▸ The problem:
Rename "palm tree" to "coconut palm" throughout the material, from the line containing "# target: **palm tree**" down through the line containing "102], [241, 102]]". Reproduce only those lines, with nothing else changed.
START Data extract
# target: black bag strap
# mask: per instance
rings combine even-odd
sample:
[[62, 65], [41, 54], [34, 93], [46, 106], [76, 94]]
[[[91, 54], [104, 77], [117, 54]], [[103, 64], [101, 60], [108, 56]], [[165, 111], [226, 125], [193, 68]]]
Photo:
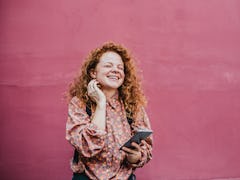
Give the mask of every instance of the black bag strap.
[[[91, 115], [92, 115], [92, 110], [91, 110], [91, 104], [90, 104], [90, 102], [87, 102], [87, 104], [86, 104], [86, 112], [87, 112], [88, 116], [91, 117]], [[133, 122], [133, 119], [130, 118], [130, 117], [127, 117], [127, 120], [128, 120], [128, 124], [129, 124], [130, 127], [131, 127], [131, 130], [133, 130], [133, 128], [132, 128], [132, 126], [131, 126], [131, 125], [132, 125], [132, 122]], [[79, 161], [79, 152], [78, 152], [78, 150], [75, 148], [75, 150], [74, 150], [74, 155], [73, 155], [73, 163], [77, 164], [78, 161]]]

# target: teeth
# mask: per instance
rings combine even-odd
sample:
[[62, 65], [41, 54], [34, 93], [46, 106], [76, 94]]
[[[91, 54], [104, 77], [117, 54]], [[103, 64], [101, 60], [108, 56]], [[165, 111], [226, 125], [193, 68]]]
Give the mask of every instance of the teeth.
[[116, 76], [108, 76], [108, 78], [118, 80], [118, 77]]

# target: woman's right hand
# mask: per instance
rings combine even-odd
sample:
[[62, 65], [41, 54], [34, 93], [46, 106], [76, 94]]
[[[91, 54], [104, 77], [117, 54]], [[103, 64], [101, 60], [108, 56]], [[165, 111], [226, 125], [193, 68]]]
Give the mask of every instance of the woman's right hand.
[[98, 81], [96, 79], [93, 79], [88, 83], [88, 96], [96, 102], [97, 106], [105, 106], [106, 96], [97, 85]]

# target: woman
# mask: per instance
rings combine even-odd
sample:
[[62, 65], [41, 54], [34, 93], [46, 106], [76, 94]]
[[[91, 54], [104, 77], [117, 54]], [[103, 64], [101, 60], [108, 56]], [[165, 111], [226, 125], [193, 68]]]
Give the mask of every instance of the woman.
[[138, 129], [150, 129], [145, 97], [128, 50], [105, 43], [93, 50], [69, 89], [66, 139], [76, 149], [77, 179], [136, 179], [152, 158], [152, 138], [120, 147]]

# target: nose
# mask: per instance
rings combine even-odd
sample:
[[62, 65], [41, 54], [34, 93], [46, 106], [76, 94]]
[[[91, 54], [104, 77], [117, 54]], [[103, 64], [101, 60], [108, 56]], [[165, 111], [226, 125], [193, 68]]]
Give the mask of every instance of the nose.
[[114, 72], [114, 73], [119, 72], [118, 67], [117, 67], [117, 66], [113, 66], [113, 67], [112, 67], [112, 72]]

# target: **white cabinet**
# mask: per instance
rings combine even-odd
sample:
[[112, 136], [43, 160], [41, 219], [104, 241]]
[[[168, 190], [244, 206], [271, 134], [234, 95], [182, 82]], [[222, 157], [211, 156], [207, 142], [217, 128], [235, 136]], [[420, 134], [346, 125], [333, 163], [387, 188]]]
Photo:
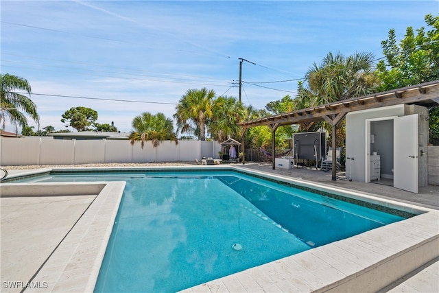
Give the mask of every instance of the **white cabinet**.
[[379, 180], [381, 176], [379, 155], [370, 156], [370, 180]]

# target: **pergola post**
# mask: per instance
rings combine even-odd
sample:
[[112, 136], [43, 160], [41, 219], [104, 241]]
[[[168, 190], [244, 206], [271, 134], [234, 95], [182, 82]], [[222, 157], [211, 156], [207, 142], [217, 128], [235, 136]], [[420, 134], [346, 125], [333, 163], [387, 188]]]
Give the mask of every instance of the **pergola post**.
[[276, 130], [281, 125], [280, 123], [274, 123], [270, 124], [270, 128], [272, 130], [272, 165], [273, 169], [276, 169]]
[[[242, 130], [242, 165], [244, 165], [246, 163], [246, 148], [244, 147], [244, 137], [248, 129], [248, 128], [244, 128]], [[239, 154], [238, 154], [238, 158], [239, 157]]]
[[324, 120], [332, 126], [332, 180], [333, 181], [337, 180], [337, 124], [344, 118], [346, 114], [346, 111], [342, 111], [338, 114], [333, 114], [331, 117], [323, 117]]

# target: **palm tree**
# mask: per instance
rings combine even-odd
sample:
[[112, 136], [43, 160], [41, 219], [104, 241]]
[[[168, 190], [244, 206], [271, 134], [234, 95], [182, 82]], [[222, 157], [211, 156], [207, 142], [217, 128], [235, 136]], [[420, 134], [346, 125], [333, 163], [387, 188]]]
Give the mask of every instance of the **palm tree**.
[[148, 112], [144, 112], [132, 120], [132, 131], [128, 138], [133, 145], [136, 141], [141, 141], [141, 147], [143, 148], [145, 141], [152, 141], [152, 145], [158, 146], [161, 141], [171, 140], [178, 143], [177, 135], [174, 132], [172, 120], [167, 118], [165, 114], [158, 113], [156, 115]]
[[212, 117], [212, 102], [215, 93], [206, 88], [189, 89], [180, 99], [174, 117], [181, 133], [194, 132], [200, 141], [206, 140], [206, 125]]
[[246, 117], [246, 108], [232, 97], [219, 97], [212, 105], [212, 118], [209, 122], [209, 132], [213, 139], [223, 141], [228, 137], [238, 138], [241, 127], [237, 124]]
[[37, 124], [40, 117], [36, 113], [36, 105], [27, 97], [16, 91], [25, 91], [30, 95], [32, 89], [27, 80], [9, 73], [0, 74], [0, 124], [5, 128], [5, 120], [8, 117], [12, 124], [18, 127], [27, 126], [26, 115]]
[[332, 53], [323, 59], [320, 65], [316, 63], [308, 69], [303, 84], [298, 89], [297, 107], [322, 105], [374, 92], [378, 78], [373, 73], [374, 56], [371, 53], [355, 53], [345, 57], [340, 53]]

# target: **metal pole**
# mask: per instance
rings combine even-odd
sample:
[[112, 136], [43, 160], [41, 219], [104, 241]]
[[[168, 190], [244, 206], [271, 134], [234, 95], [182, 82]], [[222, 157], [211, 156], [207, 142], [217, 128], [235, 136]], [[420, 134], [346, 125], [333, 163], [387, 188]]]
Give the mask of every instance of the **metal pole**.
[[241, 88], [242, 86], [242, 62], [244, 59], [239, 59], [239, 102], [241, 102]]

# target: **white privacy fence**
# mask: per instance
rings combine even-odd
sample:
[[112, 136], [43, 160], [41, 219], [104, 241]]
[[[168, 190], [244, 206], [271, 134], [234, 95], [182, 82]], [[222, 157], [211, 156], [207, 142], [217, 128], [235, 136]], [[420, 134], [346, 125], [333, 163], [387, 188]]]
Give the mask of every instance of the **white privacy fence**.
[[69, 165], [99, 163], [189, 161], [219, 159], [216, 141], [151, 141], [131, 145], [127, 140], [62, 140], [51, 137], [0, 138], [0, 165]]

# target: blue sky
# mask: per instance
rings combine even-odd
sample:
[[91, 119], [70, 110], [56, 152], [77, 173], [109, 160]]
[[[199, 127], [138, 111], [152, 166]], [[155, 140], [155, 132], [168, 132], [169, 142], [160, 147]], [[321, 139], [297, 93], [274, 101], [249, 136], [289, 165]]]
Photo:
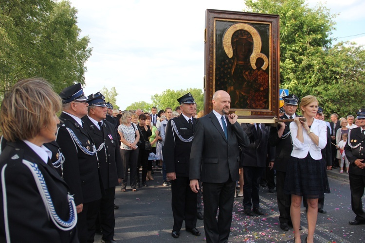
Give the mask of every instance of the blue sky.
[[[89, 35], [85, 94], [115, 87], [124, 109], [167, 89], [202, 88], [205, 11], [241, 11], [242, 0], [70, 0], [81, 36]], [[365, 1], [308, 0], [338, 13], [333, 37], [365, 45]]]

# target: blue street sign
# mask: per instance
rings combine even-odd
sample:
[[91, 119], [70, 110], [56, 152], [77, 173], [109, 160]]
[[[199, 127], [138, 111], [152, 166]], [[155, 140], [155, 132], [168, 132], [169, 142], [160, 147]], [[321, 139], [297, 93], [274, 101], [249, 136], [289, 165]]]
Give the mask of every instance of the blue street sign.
END Data extract
START Data extract
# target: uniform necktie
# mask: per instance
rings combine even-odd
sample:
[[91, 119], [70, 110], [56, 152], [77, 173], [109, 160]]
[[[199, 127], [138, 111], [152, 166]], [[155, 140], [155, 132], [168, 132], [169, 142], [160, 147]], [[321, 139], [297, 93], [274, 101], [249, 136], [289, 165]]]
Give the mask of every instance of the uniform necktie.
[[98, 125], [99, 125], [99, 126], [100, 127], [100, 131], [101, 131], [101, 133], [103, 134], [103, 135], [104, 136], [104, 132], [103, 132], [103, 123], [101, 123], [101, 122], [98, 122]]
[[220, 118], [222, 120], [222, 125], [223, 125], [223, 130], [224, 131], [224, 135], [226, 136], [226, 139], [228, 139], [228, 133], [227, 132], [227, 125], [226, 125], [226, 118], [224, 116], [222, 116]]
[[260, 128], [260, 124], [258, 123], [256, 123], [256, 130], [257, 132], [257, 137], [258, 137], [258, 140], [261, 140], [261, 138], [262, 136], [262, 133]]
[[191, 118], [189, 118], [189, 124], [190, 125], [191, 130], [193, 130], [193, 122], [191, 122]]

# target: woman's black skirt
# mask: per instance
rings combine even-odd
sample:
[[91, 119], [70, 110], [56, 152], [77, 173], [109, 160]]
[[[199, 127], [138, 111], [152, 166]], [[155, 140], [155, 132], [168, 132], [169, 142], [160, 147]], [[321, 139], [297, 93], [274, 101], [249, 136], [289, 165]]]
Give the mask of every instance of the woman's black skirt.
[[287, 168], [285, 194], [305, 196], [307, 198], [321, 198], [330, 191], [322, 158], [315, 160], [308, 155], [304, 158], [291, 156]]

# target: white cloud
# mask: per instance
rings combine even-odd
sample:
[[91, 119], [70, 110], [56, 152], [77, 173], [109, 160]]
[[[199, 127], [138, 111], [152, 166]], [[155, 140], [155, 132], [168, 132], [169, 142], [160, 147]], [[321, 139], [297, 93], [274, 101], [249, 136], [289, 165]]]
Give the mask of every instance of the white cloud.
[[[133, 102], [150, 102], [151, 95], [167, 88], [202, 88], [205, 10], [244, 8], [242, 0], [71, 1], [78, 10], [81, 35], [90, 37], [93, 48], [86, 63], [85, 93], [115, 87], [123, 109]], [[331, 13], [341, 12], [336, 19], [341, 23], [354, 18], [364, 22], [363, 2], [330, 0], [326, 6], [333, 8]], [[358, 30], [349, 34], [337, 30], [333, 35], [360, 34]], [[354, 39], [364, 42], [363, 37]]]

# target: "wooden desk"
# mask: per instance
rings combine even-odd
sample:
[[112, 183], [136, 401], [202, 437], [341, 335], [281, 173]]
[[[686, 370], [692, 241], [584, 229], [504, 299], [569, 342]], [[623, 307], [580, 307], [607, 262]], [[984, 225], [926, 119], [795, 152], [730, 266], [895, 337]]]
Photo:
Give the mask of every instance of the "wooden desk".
END Data extract
▸ Answer to this exercise:
# target: **coconut palm**
# mask: per instance
rings combine even-odd
sample:
[[112, 136], [43, 160], [41, 219], [104, 241]]
[[[168, 190], [244, 206], [271, 134], [234, 95], [182, 82]], [[222, 157], [211, 156], [207, 142], [217, 128], [235, 136]], [[420, 134], [346, 125], [333, 163], [387, 188]]]
Give the mask of every instance of the **coconut palm**.
[[148, 112], [144, 112], [132, 120], [132, 131], [128, 138], [133, 145], [136, 141], [141, 141], [141, 147], [143, 148], [145, 141], [152, 141], [152, 145], [158, 146], [161, 141], [171, 140], [178, 143], [177, 135], [174, 132], [172, 120], [167, 118], [165, 114], [158, 113], [156, 115]]
[[212, 117], [212, 102], [215, 93], [206, 88], [189, 89], [180, 99], [174, 117], [181, 133], [194, 132], [200, 141], [206, 140], [206, 125]]
[[246, 117], [246, 108], [232, 97], [219, 97], [212, 105], [212, 118], [209, 122], [209, 132], [213, 139], [223, 141], [228, 137], [238, 138], [241, 127], [237, 124]]
[[37, 124], [40, 117], [36, 113], [36, 105], [27, 97], [16, 91], [25, 91], [30, 95], [32, 89], [27, 80], [9, 73], [0, 74], [0, 124], [5, 128], [5, 120], [8, 117], [12, 124], [18, 127], [27, 126], [26, 115]]
[[332, 53], [323, 59], [320, 65], [316, 63], [308, 69], [303, 84], [298, 89], [297, 107], [322, 105], [374, 92], [378, 78], [373, 73], [374, 56], [371, 53], [355, 53], [345, 57], [340, 53]]

# target: **metal pole**
# mask: per instance
rings combine even-odd
sample:
[[112, 136], [43, 160], [41, 219], [104, 241]]
[[[168, 190], [244, 206], [271, 134], [234, 95], [182, 82]], [[222, 157], [211, 156], [207, 142], [217, 128], [235, 136]], [[420, 134], [346, 125], [333, 163], [387, 188]]]
Give the mask of every instance of the **metal pole**.
[[241, 88], [242, 86], [242, 62], [244, 59], [239, 59], [239, 102], [241, 102]]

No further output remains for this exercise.